═════ SUPPLIED RECORDS ═════

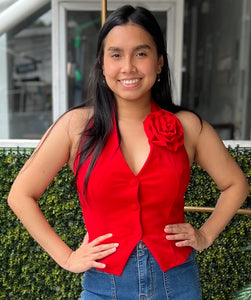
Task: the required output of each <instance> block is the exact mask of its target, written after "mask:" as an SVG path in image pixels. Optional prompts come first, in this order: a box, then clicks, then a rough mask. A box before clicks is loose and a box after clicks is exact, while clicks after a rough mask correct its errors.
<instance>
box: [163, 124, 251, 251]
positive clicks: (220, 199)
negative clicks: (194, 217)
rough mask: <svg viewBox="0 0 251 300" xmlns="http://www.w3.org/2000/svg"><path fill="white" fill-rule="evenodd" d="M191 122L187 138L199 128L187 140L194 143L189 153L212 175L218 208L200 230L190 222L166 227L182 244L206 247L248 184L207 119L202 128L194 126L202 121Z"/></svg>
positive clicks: (206, 246) (190, 146) (240, 200)
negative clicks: (219, 195) (193, 122)
mask: <svg viewBox="0 0 251 300" xmlns="http://www.w3.org/2000/svg"><path fill="white" fill-rule="evenodd" d="M188 126H189V127H188ZM188 126H186V131H188V132H187V138H188V137H190V135H189V132H193V133H194V132H197V134H196V135H195V138H190V139H189V141H188V142H187V145H189V146H190V148H189V150H188V153H194V158H195V161H196V162H197V163H198V164H199V165H200V166H201V167H202V168H204V169H205V170H206V171H207V172H208V174H209V175H210V176H211V177H212V179H213V180H214V181H215V183H216V184H217V186H218V187H219V189H220V190H221V195H220V197H219V199H218V201H217V204H216V207H215V209H214V212H213V213H212V214H211V216H210V217H209V219H208V220H207V221H206V222H205V224H204V225H203V226H202V227H201V228H200V229H199V230H196V229H194V228H193V227H192V226H191V225H190V224H172V225H168V226H166V227H165V232H166V233H168V235H167V239H168V240H180V241H179V242H177V243H176V245H177V246H179V247H182V246H191V247H193V248H195V249H196V250H202V249H205V248H207V247H209V246H210V245H211V244H212V243H213V241H214V240H215V239H216V237H217V236H218V235H219V234H220V233H221V232H222V230H223V229H224V228H225V226H226V225H227V224H228V223H229V221H230V220H231V218H232V217H233V216H234V214H235V213H236V211H237V210H238V209H239V207H240V206H241V205H242V203H243V202H244V201H245V199H246V197H247V195H248V184H247V181H246V178H245V176H244V174H243V172H242V171H241V169H240V168H239V166H238V165H237V163H236V162H235V161H234V159H233V158H232V157H231V155H230V154H229V153H228V151H227V149H226V148H225V146H224V144H223V143H222V141H221V140H220V138H219V137H218V135H217V134H216V132H215V131H214V129H213V128H212V127H211V126H210V125H209V124H208V123H207V122H205V121H203V127H202V130H201V131H198V129H195V128H194V127H196V128H198V125H194V124H192V125H188ZM191 145H194V147H192V146H191ZM189 146H188V147H189ZM191 149H194V151H193V150H191ZM170 233H171V234H173V235H170Z"/></svg>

═════

### WHAT THIS TASK INVOLVES
Copy all the material above line for line, without any changes, and leave out the pictures.

### RESPONSE BOX
Task: the required output of each <instance> block is the exact mask of its target, written after "mask:" as an SVG path in image pixels. Optional prompts come first, in this order: a box, then clicks, then a rough mask. A box before clicks is loose and a box after clicks is exact, while clicks after a rough mask correct its errors.
<instance>
box: [163, 124, 251, 251]
positive clicks: (220, 199)
negative clicks: (194, 217)
rough mask: <svg viewBox="0 0 251 300" xmlns="http://www.w3.org/2000/svg"><path fill="white" fill-rule="evenodd" d="M191 122L187 138L199 128L187 140L194 143L189 153L212 175L218 208L200 230L190 222L166 227L182 244L206 247L248 184L207 119L202 128L194 126L202 121Z"/></svg>
positive clicks: (206, 246) (190, 146) (240, 200)
negative clicks: (219, 195) (193, 122)
mask: <svg viewBox="0 0 251 300" xmlns="http://www.w3.org/2000/svg"><path fill="white" fill-rule="evenodd" d="M188 126H189V127H188ZM188 126H186V131H188V132H187V138H188V137H190V135H189V132H193V133H194V132H197V134H196V135H195V138H190V139H189V141H188V142H187V145H189V146H190V148H189V150H188V153H194V158H195V161H196V162H197V163H198V164H199V165H200V166H201V167H202V168H204V169H205V170H206V171H207V172H208V174H209V175H210V176H211V177H212V179H213V180H214V181H215V183H216V184H217V186H218V187H219V189H220V190H221V195H220V197H219V199H218V201H217V204H216V207H215V209H214V212H213V213H212V214H211V216H210V217H209V219H208V220H207V221H206V222H205V224H204V225H203V226H202V227H201V228H200V229H199V230H196V229H194V228H193V227H192V226H191V225H190V224H172V225H168V226H166V227H165V232H166V233H168V235H167V239H168V240H180V241H179V242H177V243H176V245H177V246H179V247H182V246H191V247H193V248H195V249H196V250H202V249H205V248H207V247H209V246H210V245H211V244H212V243H213V241H214V240H215V239H216V237H217V236H218V235H219V234H220V233H221V232H222V230H223V229H224V228H225V226H226V225H227V224H228V223H229V221H230V220H231V218H232V217H233V216H234V214H235V213H236V211H237V210H238V209H239V207H240V206H241V205H242V203H243V202H244V201H245V199H246V197H247V195H248V184H247V181H246V178H245V176H244V174H243V172H242V171H241V169H240V168H239V166H238V165H237V163H236V162H235V161H234V159H233V158H232V157H231V155H230V154H229V153H228V151H227V149H226V148H225V146H224V144H223V143H222V141H221V140H220V138H219V137H218V135H217V134H216V132H215V131H214V129H213V128H212V127H211V126H210V125H209V124H208V123H207V122H205V121H203V127H202V130H201V131H198V129H195V128H194V127H196V128H198V125H194V124H192V125H188ZM191 145H194V147H192V146H191ZM189 146H188V147H189ZM191 149H194V151H193V150H191ZM170 233H171V234H173V235H170Z"/></svg>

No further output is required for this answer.